= What this exercise asks =
1 - In the text on the Viniveri manifesto, who is president of the Consorzio Vinivery association?
2 - Rewrite the part of the text on the Viniveri manifesto that opens with the words containing "Paolo Vodopivec, president" and closes with "readers know well.", substituting "statement" for "manifesto".

= Text excerpt =
Viniveri 2022 has come out with a policy statement, La Forma e la Sostanza, Luci e Ombre (Form and Substance, Light and Shadow), in which two leading proponents of so-called natural wines, Paolo Vodopivec and Sandro Sangiorgi, stigmatized those defects and technical imperfections that many justify in the name of allowing a wine to be authentic. Finally, even they, as we have been arguing for years, have publicly declared that technical skill is essential to produce a good wine.

Paolo Vodopivec, president of the Consorzio Vinivery association and a very talented Carso producer, and Sandro Sangiorgi, who for years has commented on the world of so-called “natural wines”, have co-signed a manifesto that seeks to clarify many fundamental points about and which we will re-publish here in full. Finally, they are underscoring important, key concepts in regard to certain aspects of winemaking and all we can say is that we totally share their point of view, as DoctorWine readers know well.

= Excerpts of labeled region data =
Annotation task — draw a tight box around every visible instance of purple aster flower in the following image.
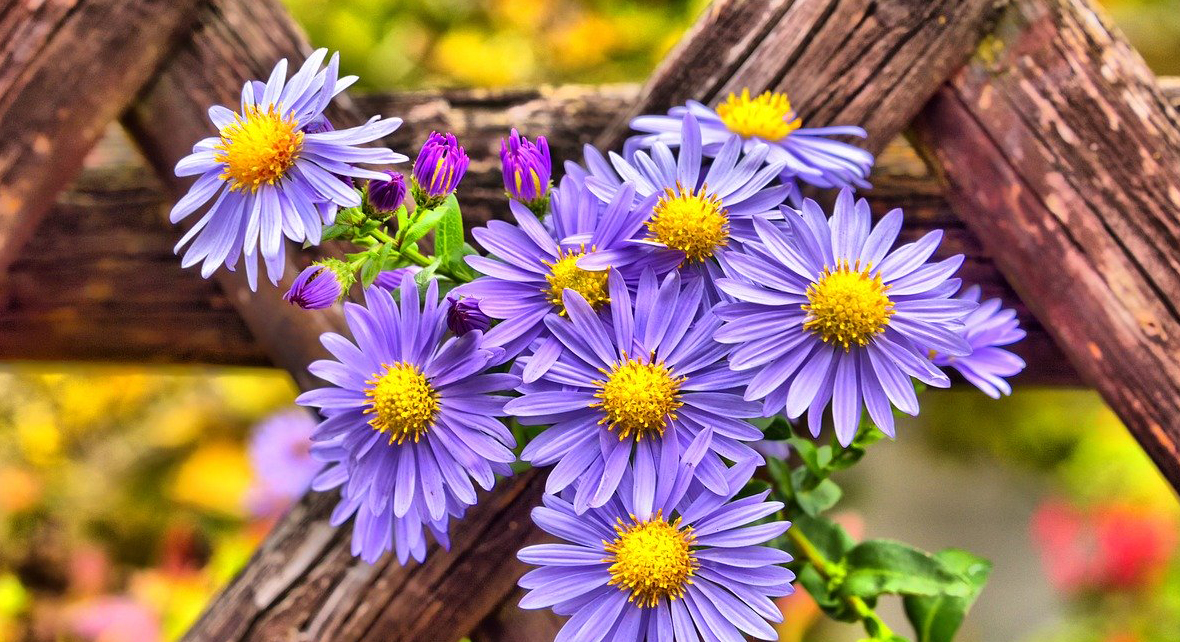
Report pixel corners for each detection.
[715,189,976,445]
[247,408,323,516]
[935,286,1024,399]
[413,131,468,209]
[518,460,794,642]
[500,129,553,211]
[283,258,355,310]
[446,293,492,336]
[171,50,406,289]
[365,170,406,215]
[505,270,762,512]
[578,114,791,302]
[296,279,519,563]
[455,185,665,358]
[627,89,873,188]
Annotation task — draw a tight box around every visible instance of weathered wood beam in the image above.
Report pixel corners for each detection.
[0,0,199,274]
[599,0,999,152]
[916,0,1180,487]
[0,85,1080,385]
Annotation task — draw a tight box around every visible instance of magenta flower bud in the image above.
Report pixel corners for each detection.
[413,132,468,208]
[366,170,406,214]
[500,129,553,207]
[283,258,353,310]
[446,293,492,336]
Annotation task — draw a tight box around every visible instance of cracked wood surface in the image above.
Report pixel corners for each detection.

= Answers to the exercises =
1 - Paolo Vodopivec

2 -
Paolo Vodopivec, president of the Consorzio Vinivery association and a very talented Carso producer, and Sandro Sangiorgi, who for years has commented on the world of so-called “natural wines”, have co-signed a statement that seeks to clarify many fundamental points about and which we will re-publish here in full. Finally, they are underscoring important, key concepts in regard to certain aspects of winemaking and all we can say is that we totally share their point of view, as DoctorWine readers know well.